▶ [Exercise brief] Return the listing word for word, as given.

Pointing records
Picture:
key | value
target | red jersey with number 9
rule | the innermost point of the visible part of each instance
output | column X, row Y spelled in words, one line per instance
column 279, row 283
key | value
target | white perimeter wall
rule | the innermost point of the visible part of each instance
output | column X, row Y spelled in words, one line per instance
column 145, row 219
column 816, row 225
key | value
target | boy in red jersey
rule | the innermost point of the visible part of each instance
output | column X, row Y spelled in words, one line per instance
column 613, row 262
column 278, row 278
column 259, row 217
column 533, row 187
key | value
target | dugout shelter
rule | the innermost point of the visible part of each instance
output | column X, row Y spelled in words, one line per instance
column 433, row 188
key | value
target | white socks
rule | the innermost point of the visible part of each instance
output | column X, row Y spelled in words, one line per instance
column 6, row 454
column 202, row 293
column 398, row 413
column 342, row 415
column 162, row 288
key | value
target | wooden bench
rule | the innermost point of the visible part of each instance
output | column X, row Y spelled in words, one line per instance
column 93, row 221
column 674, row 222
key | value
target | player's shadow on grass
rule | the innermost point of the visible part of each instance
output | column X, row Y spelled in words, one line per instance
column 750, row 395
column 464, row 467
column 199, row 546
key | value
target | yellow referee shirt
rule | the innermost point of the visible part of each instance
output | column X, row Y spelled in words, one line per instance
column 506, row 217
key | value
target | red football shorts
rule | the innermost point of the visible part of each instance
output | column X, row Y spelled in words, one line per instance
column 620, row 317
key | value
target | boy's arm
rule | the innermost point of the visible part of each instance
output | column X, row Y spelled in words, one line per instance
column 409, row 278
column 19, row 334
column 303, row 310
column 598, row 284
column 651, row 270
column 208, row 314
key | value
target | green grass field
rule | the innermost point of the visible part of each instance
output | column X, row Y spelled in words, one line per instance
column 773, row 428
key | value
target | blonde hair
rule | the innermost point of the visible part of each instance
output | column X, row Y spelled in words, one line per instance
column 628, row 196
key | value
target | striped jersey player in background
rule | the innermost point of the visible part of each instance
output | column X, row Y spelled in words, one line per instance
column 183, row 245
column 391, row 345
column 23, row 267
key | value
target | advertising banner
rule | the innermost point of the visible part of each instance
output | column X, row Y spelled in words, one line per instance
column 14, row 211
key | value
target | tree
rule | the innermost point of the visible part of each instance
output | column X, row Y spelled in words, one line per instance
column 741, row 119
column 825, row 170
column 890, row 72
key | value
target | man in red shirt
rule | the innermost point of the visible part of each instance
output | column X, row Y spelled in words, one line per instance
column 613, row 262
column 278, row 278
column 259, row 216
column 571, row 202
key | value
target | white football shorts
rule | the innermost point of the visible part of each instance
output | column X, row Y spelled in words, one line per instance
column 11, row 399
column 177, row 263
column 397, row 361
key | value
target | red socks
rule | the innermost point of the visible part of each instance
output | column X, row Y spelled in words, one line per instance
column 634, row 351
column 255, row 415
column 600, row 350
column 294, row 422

▶ [Exercise answer]
Picture:
key | value
target | red jersey with number 9
rule | the innermost point of the visible part of each instance
output | column X, row Y spelled in words, one line per instance
column 279, row 283
key | value
target | white perimeter wall
rule | the innermost point of the visible part of each instance
output | column X, row Y spelled in words, one line per instance
column 145, row 219
column 816, row 225
key | value
target | boy in red jersey
rule | the innermost point of the visible part of each instance
output | column X, row Y spelled in words, one line per instance
column 613, row 262
column 278, row 278
column 259, row 217
column 533, row 187
key | value
target | dugout shelter
rule | the innermost point of the visible part of each instance
output | column X, row Y spelled in words, one line per instance
column 433, row 188
key | value
target | white socks
rule | the innermost point of the visible part of each instance
output | column X, row Y spelled in words, one line per instance
column 6, row 454
column 202, row 293
column 398, row 413
column 342, row 415
column 162, row 288
key | value
target | wooden bench
rule | the innermost point of the visible part of each instance
output | column X, row Y spelled in words, one line per instance
column 93, row 221
column 674, row 222
key | value
target | player's shadow on grass
rule | the innermost point of the visible part of each instance
output | column X, row Y spelled in words, one line per instance
column 750, row 395
column 464, row 467
column 199, row 546
key | value
target | yellow referee shirt
rule | the innermost point of the visible part of each instance
output | column X, row Y spelled in words, one line per instance
column 506, row 217
key | value
target | red football shorts
rule | the innermost point of the visible part of each instance
output | column X, row Y spelled in words, one line per instance
column 620, row 317
key | value
target | boy's arm
rule | the innermost point of the visible part of each instance
output | column X, row Y spelled in words, one line per instance
column 409, row 278
column 19, row 334
column 303, row 310
column 598, row 284
column 651, row 270
column 208, row 314
key | value
target | green grass field
rule | the innermost point of the visible part of each instance
output | column X, row Y spelled in words, one line per instance
column 773, row 428
key | value
target | blonde hair
rule | the innermost point of the visible part of each instance
output | column X, row Y spelled in words, one line per instance
column 628, row 196
key | value
target | striped jersey player in background
rule | the innermost point of the visible part of each instance
output | column X, row Y spelled in words, one line per instance
column 183, row 245
column 391, row 345
column 23, row 267
key | value
target | advertising banner
rule | the innermost point of the visible part of each instance
output | column X, row Y spelled in words, one line per instance
column 14, row 211
key | value
target | tree
rule | the innermost point of the visible part of each instance
output | column X, row Y spelled in words, one line per instance
column 741, row 119
column 825, row 170
column 890, row 72
key | value
target | man in red shirt
rule | the innermost point of the visible part of each instance
output | column X, row Y spelled in words, one line per instance
column 613, row 262
column 278, row 278
column 259, row 216
column 571, row 202
key | value
target | white football shorts
rule | the innermost point of the visible part of each instance
output | column X, row Y spelled in words, one line per instance
column 11, row 399
column 177, row 263
column 397, row 361
key | value
target | red socks
rule | the innermost point of the visible part of each instance
output | column X, row Y spelled in words, one line per instance
column 634, row 351
column 255, row 415
column 600, row 350
column 294, row 422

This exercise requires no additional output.